### WHAT TO DO
Although the listing contains pictures, reproduce only its text, exactly as written.

### EXCERPTED DATA
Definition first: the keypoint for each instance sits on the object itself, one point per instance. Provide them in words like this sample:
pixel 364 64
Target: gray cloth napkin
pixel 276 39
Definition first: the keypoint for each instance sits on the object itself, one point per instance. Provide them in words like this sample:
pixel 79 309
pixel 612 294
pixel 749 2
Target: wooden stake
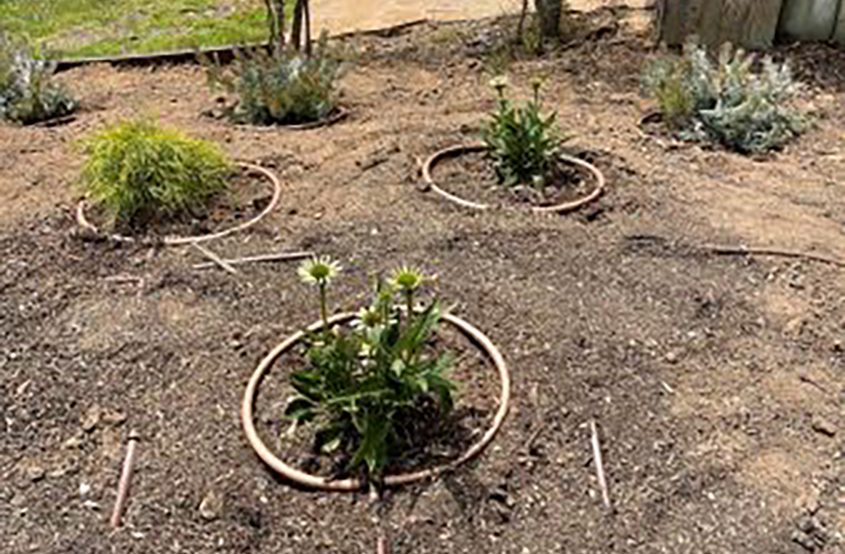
pixel 125 479
pixel 214 258
pixel 599 464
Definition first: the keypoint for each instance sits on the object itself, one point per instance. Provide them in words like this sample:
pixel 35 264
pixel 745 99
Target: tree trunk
pixel 276 23
pixel 549 13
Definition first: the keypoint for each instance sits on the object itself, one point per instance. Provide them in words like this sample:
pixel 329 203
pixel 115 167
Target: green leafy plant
pixel 282 87
pixel 366 383
pixel 28 93
pixel 523 143
pixel 726 101
pixel 137 170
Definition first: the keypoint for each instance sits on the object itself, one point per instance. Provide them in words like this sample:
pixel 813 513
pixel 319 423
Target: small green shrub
pixel 27 92
pixel 280 88
pixel 726 102
pixel 365 385
pixel 523 143
pixel 138 171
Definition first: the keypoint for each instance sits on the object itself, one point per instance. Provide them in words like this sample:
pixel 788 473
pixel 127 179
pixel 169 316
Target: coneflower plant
pixel 365 384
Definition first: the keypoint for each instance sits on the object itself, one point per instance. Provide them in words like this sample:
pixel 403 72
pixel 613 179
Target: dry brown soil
pixel 717 382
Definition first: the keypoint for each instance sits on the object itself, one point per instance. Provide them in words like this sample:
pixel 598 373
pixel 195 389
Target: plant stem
pixel 409 302
pixel 324 312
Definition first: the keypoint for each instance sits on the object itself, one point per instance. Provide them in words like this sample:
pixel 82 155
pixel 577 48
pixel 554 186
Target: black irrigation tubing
pixel 223 54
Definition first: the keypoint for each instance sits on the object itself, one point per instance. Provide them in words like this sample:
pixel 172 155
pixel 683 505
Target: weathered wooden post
pixel 747 23
pixel 809 19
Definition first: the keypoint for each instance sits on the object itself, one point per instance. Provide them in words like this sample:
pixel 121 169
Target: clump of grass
pixel 28 93
pixel 726 101
pixel 282 87
pixel 138 171
pixel 367 385
pixel 523 143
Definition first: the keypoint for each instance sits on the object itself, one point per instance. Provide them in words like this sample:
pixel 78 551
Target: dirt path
pixel 344 16
pixel 339 16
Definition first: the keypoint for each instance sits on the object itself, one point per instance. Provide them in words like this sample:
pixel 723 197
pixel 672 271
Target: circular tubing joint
pixel 352 484
pixel 461 149
pixel 176 240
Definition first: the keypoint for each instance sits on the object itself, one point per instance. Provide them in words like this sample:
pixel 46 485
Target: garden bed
pixel 714 380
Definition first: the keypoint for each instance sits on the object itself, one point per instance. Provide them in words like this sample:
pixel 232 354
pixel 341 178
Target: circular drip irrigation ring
pixel 461 149
pixel 353 484
pixel 176 240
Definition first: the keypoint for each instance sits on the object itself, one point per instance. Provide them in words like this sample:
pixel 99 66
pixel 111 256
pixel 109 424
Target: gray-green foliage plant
pixel 28 93
pixel 138 171
pixel 367 385
pixel 727 101
pixel 523 143
pixel 280 87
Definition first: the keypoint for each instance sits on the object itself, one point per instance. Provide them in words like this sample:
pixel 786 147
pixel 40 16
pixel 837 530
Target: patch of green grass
pixel 73 28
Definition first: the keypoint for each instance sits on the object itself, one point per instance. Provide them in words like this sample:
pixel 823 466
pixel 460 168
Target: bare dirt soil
pixel 717 382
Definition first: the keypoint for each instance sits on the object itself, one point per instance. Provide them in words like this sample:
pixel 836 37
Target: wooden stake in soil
pixel 214 258
pixel 594 439
pixel 125 479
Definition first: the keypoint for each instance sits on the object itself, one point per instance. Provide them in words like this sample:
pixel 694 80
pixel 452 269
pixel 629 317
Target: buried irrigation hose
pixel 739 250
pixel 461 149
pixel 351 484
pixel 338 114
pixel 176 240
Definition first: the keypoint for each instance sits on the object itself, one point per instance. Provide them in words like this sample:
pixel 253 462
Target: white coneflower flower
pixel 407 279
pixel 499 82
pixel 319 270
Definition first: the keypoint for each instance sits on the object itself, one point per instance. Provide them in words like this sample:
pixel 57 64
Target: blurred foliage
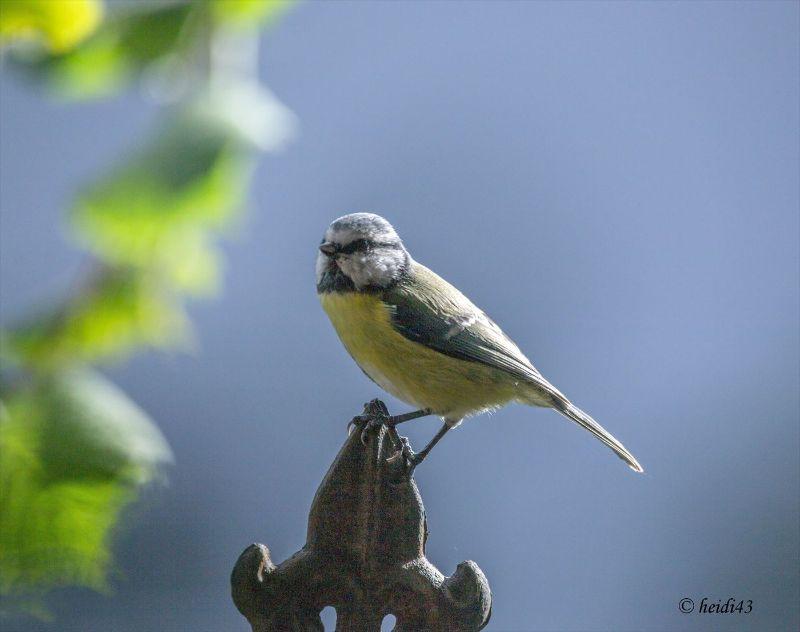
pixel 74 450
pixel 56 510
pixel 113 314
pixel 56 25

### TASK ANSWER
Definition first: the keypoint for each instance sits on the object itself, one point per instance. Provide them in words like this sample:
pixel 364 64
Target: gray cloth napkin
pixel 276 39
Definition first: the keypoint for each instance sits on the object itself, one point per instance. Provide them in words like this sample:
pixel 79 309
pixel 612 294
pixel 749 2
Target: wooden stake
pixel 125 479
pixel 214 258
pixel 599 464
Definition first: the keypoint for each instance sits on the object itself, one point per instance. Provide them in words like this sample:
pixel 35 264
pixel 745 99
Target: tree trunk
pixel 276 23
pixel 549 13
Definition first: the keypoint for each instance sits on the object itself, one point per instance. Provide them in words like this sample:
pixel 329 203
pixel 115 167
Target: green leafy plant
pixel 282 87
pixel 366 383
pixel 28 93
pixel 523 143
pixel 726 101
pixel 137 170
Definition first: the keypoint for each instance sits on the object itself, one point per instance. Provide them in words like this sample:
pixel 813 513
pixel 319 423
Target: small green shrub
pixel 27 92
pixel 280 88
pixel 726 102
pixel 365 385
pixel 523 143
pixel 138 171
Definition first: the keypoint for each instance sits on the object itself, one point per instance. Provide them in words like this sample:
pixel 788 473
pixel 127 179
pixel 169 316
Target: coneflower plant
pixel 365 384
Definition first: the keypoint for each instance sits on the object itself, one point per instance. Provide them in words like this sample:
pixel 403 72
pixel 613 179
Target: dry brown soil
pixel 717 382
Definition first: the keypoint for each instance sits on the object itself, one point per instance. Provide them in words like this sample:
pixel 598 373
pixel 195 389
Target: plant stem
pixel 409 302
pixel 324 312
Definition first: the keypoint for each instance sits on the object itself, one point per instance. Provide them in words like this sample:
pixel 82 155
pixel 577 48
pixel 554 186
Target: black irrigation tubing
pixel 223 54
Definition first: the keypoint for each instance sits on the object itself, one point per instance. Provide them in words like this sample:
pixel 172 155
pixel 683 505
Target: weathered wooden post
pixel 747 23
pixel 809 19
Definition first: the keypoint for each instance sits on the object itself, one point per instance. Provide them in words like this sample:
pixel 121 169
Target: clump of grass
pixel 28 93
pixel 726 101
pixel 282 87
pixel 138 171
pixel 367 385
pixel 523 143
Definition first: the keypoint for each instance sits on the object itself, one point per instance. Provide them in words like this sample:
pixel 78 551
Target: dirt path
pixel 344 16
pixel 339 16
Definition first: the keypoint for each instance sits on the object itself, one point per instance. Provide them in words like this sample:
pixel 723 197
pixel 672 271
Target: circular tubing joint
pixel 352 484
pixel 461 149
pixel 176 240
Definition first: the keypoint for each instance sits on the object itself, one point per instance. Provide them in words like this sample:
pixel 46 485
Target: garden bed
pixel 714 380
Definition first: the keypoint for each instance sits on the object itself, one point per instance. Provide them in words like this sample:
pixel 232 354
pixel 341 178
Target: circular drip irrigation ring
pixel 461 149
pixel 353 484
pixel 176 240
Definition first: the keypoint for each instance sits on the object itself, one point per instance. Provide them in words like this sample:
pixel 99 66
pixel 111 256
pixel 109 424
Target: gray-green foliage plant
pixel 28 93
pixel 138 171
pixel 367 385
pixel 727 101
pixel 523 143
pixel 280 87
Definition first: the keypoint for each instance sits on the object itself, one point per instance. Provide them in words like this sample:
pixel 786 147
pixel 40 16
pixel 837 530
Target: patch of green grass
pixel 73 28
Definition first: the keypoint for each instance sits on the object itself, one point per instance. Provide them in words like this sample:
pixel 823 466
pixel 460 168
Target: bare dirt soil
pixel 717 382
Definition first: the keypoint for each instance sits on the object itself, one point per instance. Provide them in words like this sample:
pixel 836 37
Target: wooden stake in soil
pixel 214 258
pixel 594 439
pixel 125 479
Definition first: the keypoint for each instance sits on the object itself, one point per instance. Provide them in words like this sample:
pixel 694 80
pixel 452 269
pixel 629 317
Target: buried irrigation hose
pixel 739 250
pixel 461 149
pixel 351 484
pixel 338 114
pixel 176 240
Definition first: the keypoint for each instance sits on the object itself, one point per instance. Provide them in words like this sample:
pixel 253 462
Target: white coneflower flower
pixel 407 279
pixel 499 82
pixel 319 270
Definition first: the keypoint for each instance sits on the object itself, one point per instance. Provide them in words like this sample:
pixel 57 64
Target: blurred foliage
pixel 74 450
pixel 56 510
pixel 113 314
pixel 56 25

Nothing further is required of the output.